**Stated task**
Please copy every line of the listing below, requests included, scaling each pixel coordinate in the answers by 1.7 and rounding to the nearest whole number, with halves rounded up. Leave out the pictures.

**Dataset rows**

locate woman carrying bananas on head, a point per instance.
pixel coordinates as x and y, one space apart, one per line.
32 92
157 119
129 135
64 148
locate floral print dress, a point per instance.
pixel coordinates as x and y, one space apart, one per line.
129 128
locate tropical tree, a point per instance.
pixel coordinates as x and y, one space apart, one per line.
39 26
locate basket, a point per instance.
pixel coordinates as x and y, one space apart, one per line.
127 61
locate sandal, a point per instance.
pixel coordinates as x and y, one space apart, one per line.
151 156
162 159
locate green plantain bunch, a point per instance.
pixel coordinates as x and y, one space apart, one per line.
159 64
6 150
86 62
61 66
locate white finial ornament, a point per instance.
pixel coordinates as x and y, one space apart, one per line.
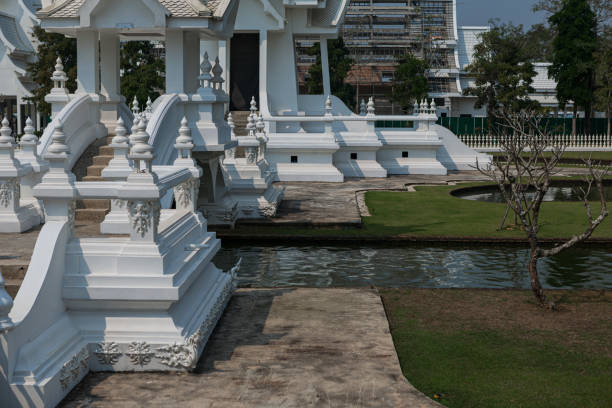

**Written answer**
locate woman carrying bananas on head, a point per instance.
pixel coordinates as x and y, one space apart, one per line.
54 156
267 202
219 230
109 252
locate floral print dress, a point per instance.
pixel coordinates as x and y, one space apart, one per line.
219 218
locate tropical tree, a point per instance.
pixel coordinates as x and y, one space apart, one per line.
66 44
locate basket, a point per instance.
pixel coordinates as x and y, one space apart, one per line.
216 104
locate sandal, a point per instance.
pixel coordinates as x and y, one space apart, one per line.
257 265
275 270
locate green plantain bunch, a point per instance.
pixel coordinates as x and y, one space apart, one per line.
270 109
10 255
146 105
104 112
locate white finial ornament, a point per instance.
pixel coordinates as x and y, one space apart, one per line.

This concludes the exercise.